# [Angezeigter Text]
....
Besessen von Chris Cornell

Was entsteht, ist Garbage, ein Album wie ein Leuchtfeuer. Noise Pop, könnte man fast sagen, trügerisch eingängige Songs, oberflächlich simpel und leicht konsumierbar, aber voller Untiefen, voller Ecken und scharfer Kanten. Musikalisch ist das Debüt eine Hydra, ein vielarmiges Alternative-Rock-Wunderwesen. Inhaltlich beschriebt es die Band als „gemeinsame Psychotherapie-Sitzung, in der persönliche Dämonen unterschiedlicher Größe und Bedeutung ausgetrieben, verunglimpft, gerächt und zur Ruhe gebracht werden.“

Der Song Fix Me Now heißt ursprünglich Chris Cornell, weil Shirley Manson damals regelrecht besessen vom Soundgarden-Sänger ist. Überhaupt nimmt Shirley Manson von Anfang an das Zepter in die Hand und singt über das, was ihr wichtig ist. Ideen ihrer Bandkollegen nimmt sie gern an, hat aber das letzte Wort.

Vier Millionen verkaufte Exemplare

In Sachen Vermarktung geht Butch Vig einen ungewöhnlichen Weg: Das Album wird damals ohne Bio bemustert, niemand weiß, dass er ein Teil der Band ist. Er will keine Aufmerksamkeit auf sich lenken, nur weil er Nirvana produziert hat. Das Album wird dennoch ein gewaltiger Erfolg – und das eben aufgrund der Musik und nicht aufgrund seines Namens. Die Presse liebt es, MTV liebt Shirley Manson und im Nu sind vier Millionen Exemplare von Garbage verkauft. Sie touren mit den Ssmashing Pumpkins, die Single Stupid Girl wird für einen Grammy nominiert. So kann man anfangen.
....
[Auszüge aus Punktannotationsdaten]
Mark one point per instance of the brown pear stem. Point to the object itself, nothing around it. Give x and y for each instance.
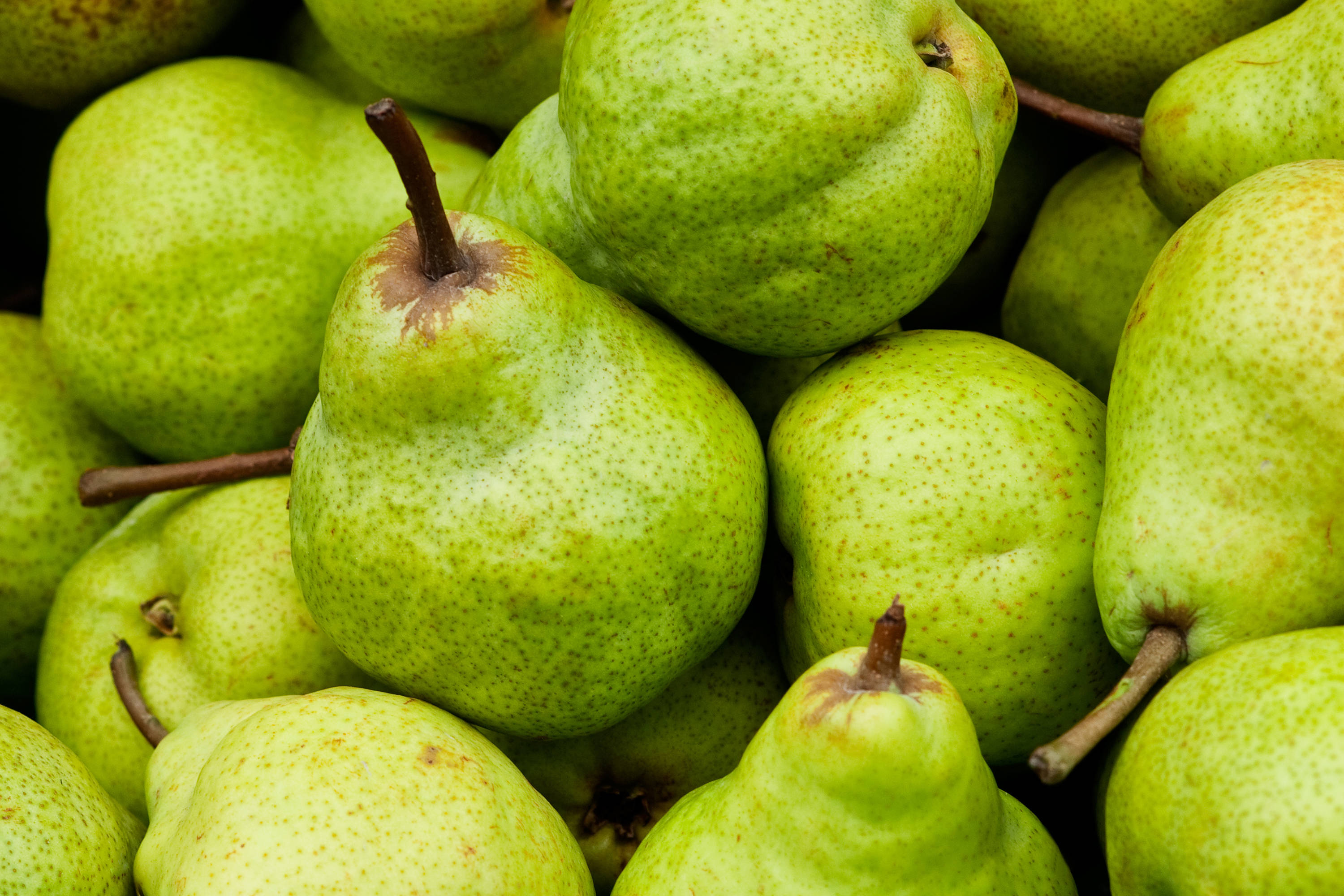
(440, 253)
(1163, 646)
(124, 676)
(881, 667)
(1124, 131)
(112, 484)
....
# [Aufgaben]
1. Gib alle Zeilen der Auflistung als Markdown-Tabelle wieder, mit den Spalten „Nr“ für die laufende Nummer und „Zeile“ für den Zeileninhalt. Leere Zeilen entfallen, und die Bilder bleiben aus der Antwort heraus.
2. Führe den Text über das Debütalbum von Garbage im Anschluss an seinen letzten Satz weiter.

# [Antworten je Aufgabe]
1.
| Nr | Zeile |
|---|---|
| 1 | Mark one point per instance of the brown pear stem. Point to the object itself, nothing around it. Give x and y for each instance. |
| 2 | (440, 253) |
| 3 | (1163, 646) |
| 4 | (124, 676) |
| 5 | (881, 667) |
| 6 | (1124, 131) |
| 7 | (112, 484) |

2.
Garbage schießen aus dem Nichts nach ganz oben. Und läuten mit ihrem zugleich schroffen und sanften Sound eine neue Ära ein. Das liegt natürlich zu einem sehr großen Teil an Shirley Manson, der neuen Galionsfigur der Alternative-Neunziger. An ihrer Stimme, aber auch an ihrem selbstbestimmten Auftreten zu einer Zeit, in der man Frauen in der Rockmusik noch mehr als heute auf Oberflächlichkeiten reduziert. Damit wird sie zum Role Model für unzählige Künstlerinnen, die nach ihr kommen – von Amy Lee über Florence Welch bis hin zu Billie Eilish und Lana Del Rey.